*Short exercise:* Pick out every line of the listing below that contains the string "Query", treating uppercase and lowercase letters as different.

(Records drawn from a data source)
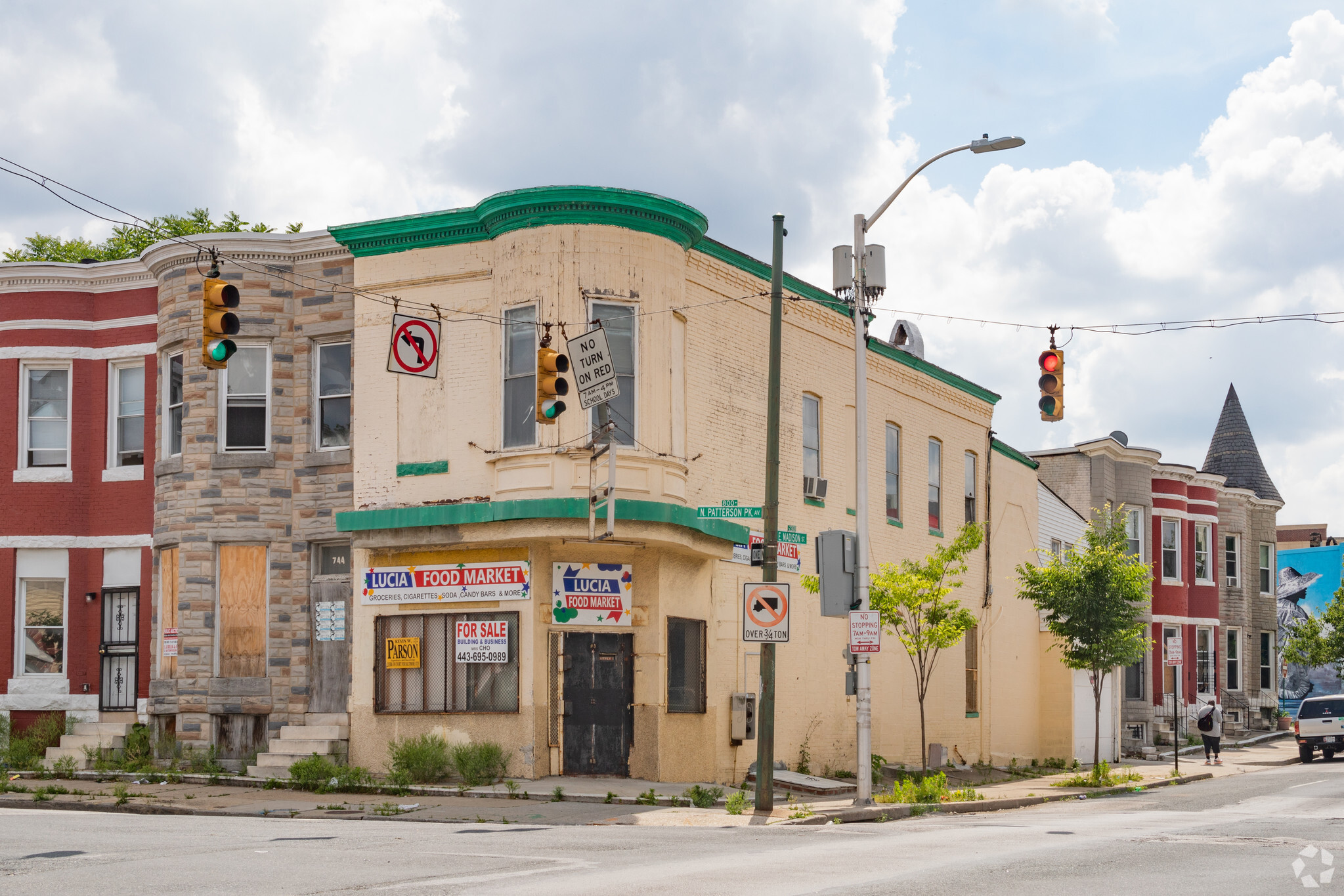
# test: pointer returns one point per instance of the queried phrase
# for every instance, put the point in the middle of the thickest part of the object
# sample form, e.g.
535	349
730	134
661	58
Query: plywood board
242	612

==

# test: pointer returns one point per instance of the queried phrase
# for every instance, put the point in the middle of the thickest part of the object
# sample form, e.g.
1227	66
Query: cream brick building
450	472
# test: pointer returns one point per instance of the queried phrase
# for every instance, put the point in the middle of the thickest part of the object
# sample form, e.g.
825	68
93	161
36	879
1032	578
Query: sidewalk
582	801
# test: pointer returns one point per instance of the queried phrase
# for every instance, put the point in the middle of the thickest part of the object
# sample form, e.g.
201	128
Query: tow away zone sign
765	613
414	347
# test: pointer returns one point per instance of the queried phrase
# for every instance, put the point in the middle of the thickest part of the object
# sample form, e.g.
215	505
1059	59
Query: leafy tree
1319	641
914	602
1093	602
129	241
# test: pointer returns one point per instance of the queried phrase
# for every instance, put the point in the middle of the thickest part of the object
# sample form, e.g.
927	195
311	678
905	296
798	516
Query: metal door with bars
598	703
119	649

*The response:*
Query: plywood board
Query: cream brick building
Query: sidewalk
Query: tow away zone sign
Query: leafy tree
Query: metal door with bars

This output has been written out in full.